• _Trecho do documento_
──────

Após 24 anos do Plano Collor, economistas apontam erros e acertos

16 mar 2014 - 18:07


Profissionais destacam o erro do bloqueio do dinheiro e apontam como benefícios a abertura da economia.

Foto: Terra

Foto: Terra

Lançado em 16 de março de 1990, o Plano Collor completa, neste domingo (16), 24 anos. Criado pelo ex-presidente e atual senador Fernando Collor de Mello um dia após a sua posse na presidência do Brasil, o plano tinha como objetivo conter a hiperinflação do país. Passados 24 anos, o Plano continua a ser tema de debates em salas de aula, por economistas e a sociedade, em sua totalidade.

Para esclarecer possíveis dúvidas sobre o Plano Collor, o CadaMinuto ouviu o economista e professor da Faculdade de Economia, Administração e Contabilidade da UFAL, Luiz Antonio Cabral, o economista e professor universitário Edmilson Veras, e os economistas Fábio Guedes e Isabell Marques.

──────

• _Material fornecido_
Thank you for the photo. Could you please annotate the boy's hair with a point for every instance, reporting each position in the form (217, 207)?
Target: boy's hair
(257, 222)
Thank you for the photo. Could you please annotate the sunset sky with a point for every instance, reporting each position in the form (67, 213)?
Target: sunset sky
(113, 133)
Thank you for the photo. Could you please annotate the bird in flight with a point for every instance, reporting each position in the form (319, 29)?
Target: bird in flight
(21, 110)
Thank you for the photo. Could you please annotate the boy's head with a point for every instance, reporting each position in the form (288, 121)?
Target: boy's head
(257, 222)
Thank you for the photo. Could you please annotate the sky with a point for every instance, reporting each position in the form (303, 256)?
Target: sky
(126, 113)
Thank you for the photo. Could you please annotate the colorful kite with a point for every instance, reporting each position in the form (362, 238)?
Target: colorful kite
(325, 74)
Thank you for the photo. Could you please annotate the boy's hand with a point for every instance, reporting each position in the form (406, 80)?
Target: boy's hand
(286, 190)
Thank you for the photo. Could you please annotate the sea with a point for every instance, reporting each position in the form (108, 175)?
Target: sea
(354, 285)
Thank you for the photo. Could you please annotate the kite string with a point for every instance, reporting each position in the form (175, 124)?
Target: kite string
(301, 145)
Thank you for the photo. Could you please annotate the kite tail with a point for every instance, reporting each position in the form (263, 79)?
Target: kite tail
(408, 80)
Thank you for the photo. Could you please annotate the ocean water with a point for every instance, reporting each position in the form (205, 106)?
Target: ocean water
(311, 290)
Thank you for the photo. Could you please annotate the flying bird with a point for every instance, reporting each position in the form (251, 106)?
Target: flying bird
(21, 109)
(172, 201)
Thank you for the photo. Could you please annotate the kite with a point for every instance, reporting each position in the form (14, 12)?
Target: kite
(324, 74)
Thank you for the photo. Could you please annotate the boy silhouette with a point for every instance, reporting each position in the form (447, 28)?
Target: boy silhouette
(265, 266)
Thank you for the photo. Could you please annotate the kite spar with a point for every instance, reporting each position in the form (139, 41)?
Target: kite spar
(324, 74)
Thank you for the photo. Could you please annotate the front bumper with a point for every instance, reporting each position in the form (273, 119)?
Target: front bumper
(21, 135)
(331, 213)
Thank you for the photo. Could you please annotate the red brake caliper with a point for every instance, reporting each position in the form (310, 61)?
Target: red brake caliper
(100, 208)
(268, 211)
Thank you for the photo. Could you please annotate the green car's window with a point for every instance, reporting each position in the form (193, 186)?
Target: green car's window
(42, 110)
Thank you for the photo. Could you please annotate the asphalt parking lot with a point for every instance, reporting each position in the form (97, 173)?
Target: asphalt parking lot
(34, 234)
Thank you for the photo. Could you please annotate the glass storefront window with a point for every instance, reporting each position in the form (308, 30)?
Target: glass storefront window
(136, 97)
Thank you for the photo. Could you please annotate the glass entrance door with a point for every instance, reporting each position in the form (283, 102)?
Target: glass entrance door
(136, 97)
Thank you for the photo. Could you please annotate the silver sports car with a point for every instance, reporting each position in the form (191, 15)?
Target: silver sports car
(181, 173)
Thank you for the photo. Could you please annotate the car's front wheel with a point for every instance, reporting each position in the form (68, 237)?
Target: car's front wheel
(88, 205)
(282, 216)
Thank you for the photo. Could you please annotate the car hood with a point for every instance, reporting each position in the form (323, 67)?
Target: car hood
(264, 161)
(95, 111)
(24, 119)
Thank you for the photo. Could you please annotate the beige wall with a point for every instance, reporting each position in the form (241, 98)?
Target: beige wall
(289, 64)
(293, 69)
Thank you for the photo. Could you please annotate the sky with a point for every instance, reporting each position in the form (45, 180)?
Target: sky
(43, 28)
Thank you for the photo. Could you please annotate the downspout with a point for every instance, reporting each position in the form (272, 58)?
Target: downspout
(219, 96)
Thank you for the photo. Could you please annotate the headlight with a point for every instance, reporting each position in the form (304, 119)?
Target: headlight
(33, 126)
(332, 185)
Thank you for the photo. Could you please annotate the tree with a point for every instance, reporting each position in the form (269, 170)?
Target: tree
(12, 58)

──────

• _Enunciado A_
De acordo com a reportagem sobre os 24 anos do Plano Collor, que objetivo tinha o plano?
• _Enunciado B_
Continue a reportagem sobre os 24 anos do Plano Collor a partir da última frase apresentada.
Os registros não são necessários para o que se pede aqui.

• _Resposta A_
Conter a hiperinflação do país.

• _Resposta B_
O plano Brasil Novo, que continha um pacote de medidas econômicas apresentadas pelo governo Collor, tinha a pretensão de conter a hiperinflação no país, que chegava à 2.000% ao ano. Dentre as estratégias adotadas no plano estava o congelamento de depósitos de contas correntes e cadernetas de poupança que excedessem cinqüenta mil cruzados novos, o congelamento de preços e salários, que, posteriormente, seriam ajustados com base na inflação esperada, a liberação do câmbio para promover uma gradual abertura na economia brasileira em relação à concorrência externa, a redução do quadro de servidores públicos e a redução e extinção de institutos governamentais, conforme explicou o professor Luiz Antonio Cabral.

O equívoco do plano foi o confisco do dinheiro, dizem economistas

É unânime entre os economistas que o confisco dos depósitos das contas correntes e poupança foi um erro. “O confisco dos depósitos das contas correntes e poupança trouxe inquietação e sofrimento para a sociedade, visto que, uma grande parcela da população de baixa renda tinha a poupança como seu único patrimônio e fonte de renda. A medida favoreceu o desemprego e o desmantelamento do aparelho produtivo”, explicou o professor Luiz Antônio Cabral.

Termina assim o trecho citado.